Work required
Pull every line that includes the word "tall" from the data.

Referring expression data
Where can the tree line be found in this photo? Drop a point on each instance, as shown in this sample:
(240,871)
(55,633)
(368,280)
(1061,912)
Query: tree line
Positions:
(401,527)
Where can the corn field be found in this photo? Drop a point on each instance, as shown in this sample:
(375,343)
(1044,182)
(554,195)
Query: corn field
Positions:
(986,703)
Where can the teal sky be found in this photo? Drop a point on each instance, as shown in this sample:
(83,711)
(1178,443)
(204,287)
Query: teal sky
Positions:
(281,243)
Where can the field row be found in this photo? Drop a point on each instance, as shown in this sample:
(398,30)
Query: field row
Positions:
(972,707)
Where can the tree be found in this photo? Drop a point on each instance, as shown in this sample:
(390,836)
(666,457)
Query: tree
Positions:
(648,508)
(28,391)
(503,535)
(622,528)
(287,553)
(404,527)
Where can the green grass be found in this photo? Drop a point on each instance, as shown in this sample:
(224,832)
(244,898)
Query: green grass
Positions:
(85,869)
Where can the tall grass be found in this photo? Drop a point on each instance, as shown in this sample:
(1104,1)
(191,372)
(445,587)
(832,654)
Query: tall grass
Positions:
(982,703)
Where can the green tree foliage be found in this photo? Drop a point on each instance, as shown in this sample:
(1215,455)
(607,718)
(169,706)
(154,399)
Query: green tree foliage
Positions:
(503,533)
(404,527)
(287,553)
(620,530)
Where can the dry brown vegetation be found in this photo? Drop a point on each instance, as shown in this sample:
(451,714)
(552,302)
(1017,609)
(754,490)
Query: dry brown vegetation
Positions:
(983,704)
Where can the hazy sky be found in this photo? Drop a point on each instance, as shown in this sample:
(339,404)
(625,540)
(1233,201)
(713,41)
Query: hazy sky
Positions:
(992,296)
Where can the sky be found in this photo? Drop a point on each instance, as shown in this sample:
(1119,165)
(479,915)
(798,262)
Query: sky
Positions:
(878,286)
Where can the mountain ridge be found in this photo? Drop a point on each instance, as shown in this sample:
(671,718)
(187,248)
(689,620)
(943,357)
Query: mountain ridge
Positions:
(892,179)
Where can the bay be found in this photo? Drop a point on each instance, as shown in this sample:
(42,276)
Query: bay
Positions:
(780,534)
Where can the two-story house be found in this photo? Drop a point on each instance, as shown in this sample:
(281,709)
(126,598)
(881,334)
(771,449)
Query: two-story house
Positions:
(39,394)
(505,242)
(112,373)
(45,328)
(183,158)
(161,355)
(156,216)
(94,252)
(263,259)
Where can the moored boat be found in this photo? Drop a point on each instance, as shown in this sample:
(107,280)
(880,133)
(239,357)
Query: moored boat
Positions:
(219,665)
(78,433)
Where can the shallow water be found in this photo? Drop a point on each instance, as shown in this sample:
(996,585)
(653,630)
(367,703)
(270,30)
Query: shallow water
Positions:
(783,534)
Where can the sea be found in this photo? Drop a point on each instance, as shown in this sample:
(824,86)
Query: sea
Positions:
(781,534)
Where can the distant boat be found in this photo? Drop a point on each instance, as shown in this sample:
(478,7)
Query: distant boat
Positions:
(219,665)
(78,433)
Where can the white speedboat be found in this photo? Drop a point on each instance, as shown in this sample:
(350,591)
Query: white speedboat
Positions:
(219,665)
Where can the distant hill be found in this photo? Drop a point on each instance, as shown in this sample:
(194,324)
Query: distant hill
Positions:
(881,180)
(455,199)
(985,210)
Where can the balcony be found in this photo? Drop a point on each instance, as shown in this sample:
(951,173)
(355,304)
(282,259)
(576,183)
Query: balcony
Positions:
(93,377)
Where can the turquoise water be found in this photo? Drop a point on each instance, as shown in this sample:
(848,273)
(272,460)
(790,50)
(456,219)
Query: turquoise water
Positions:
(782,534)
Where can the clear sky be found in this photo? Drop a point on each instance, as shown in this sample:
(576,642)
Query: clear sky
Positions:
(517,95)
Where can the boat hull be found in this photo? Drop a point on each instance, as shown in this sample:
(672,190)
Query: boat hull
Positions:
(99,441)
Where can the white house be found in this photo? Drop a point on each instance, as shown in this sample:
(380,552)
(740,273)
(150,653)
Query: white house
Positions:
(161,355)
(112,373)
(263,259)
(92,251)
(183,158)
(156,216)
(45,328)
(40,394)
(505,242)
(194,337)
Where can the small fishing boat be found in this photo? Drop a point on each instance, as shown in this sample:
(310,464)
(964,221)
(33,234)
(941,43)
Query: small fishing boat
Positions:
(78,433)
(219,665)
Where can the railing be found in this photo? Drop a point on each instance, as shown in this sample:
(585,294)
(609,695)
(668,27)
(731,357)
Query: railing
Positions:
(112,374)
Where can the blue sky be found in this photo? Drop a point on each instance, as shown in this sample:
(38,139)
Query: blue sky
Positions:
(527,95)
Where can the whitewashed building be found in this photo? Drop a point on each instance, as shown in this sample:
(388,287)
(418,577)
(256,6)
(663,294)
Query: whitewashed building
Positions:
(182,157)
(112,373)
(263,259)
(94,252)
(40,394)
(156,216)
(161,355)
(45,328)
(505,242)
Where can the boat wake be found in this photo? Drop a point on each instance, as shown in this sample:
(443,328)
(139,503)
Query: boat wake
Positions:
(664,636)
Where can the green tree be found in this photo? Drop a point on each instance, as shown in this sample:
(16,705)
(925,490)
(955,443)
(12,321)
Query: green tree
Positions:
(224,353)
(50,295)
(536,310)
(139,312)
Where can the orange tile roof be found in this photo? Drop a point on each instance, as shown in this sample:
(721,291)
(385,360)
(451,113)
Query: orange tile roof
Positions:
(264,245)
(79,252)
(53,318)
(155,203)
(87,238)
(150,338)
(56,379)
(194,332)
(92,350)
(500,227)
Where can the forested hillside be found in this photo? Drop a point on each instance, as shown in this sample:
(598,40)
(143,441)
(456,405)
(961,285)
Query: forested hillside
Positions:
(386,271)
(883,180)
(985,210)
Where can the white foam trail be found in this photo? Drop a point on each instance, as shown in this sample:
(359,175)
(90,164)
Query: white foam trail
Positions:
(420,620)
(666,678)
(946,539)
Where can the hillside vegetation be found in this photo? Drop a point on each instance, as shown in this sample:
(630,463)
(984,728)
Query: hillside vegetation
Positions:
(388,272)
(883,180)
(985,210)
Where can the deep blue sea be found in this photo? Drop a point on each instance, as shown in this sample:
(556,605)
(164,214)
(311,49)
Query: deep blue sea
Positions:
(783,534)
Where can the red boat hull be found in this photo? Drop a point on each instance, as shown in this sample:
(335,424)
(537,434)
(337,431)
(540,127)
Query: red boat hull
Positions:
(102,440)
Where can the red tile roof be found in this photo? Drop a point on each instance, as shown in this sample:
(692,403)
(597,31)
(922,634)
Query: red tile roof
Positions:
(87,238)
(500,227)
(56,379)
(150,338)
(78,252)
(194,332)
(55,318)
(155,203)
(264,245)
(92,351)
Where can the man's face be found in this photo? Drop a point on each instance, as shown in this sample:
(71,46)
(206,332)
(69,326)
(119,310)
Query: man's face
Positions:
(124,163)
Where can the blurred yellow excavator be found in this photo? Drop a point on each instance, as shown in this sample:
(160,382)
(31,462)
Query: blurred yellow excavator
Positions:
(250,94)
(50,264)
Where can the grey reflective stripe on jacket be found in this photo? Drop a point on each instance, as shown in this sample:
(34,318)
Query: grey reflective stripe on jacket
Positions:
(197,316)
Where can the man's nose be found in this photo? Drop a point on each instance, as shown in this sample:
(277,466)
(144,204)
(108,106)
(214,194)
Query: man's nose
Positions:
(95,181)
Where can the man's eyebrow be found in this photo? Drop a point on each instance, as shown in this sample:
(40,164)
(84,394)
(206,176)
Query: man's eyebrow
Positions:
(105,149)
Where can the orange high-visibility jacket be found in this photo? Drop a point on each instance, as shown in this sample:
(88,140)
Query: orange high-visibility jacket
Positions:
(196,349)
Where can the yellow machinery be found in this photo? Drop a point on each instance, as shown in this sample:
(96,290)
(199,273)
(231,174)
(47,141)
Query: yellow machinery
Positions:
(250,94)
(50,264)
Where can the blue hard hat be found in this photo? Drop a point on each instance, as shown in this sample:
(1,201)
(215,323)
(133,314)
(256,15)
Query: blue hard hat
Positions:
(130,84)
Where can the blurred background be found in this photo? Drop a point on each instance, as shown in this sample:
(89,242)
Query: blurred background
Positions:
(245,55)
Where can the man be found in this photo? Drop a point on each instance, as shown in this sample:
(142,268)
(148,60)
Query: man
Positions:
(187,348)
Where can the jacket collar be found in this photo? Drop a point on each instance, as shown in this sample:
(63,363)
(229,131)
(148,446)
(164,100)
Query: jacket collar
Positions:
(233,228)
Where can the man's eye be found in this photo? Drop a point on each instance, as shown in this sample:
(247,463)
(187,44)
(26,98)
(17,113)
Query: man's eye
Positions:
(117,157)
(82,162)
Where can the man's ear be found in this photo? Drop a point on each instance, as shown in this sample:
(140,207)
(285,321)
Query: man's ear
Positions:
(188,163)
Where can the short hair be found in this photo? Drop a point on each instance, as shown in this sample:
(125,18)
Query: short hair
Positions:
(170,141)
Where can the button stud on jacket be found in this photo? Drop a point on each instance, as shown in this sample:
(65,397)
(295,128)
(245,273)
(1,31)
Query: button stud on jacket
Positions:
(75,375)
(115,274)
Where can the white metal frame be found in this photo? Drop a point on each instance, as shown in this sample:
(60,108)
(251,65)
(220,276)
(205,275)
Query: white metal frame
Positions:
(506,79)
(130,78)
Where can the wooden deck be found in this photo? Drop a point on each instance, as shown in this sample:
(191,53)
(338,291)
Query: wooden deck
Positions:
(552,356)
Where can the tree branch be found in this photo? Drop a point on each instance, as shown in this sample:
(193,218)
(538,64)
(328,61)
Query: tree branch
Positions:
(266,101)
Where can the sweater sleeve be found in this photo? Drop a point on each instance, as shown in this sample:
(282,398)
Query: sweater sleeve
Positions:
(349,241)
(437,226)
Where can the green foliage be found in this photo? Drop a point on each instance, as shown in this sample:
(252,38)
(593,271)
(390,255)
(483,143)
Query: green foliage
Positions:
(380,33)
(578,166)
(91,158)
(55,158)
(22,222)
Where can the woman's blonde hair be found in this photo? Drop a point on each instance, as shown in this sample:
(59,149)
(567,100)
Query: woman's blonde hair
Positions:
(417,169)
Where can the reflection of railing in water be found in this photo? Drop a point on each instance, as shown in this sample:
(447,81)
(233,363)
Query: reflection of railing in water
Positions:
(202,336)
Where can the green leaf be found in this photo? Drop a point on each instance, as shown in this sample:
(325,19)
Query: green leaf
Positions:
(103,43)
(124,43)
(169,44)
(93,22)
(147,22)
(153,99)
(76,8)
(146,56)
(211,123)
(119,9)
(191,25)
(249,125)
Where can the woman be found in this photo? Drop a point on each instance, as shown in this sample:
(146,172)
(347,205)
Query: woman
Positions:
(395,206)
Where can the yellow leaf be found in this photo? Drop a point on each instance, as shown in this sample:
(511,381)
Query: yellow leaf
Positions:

Answer
Where can the tall grass be found in this photo? Drop a point on each instance, as shown in this sample:
Query: tall grass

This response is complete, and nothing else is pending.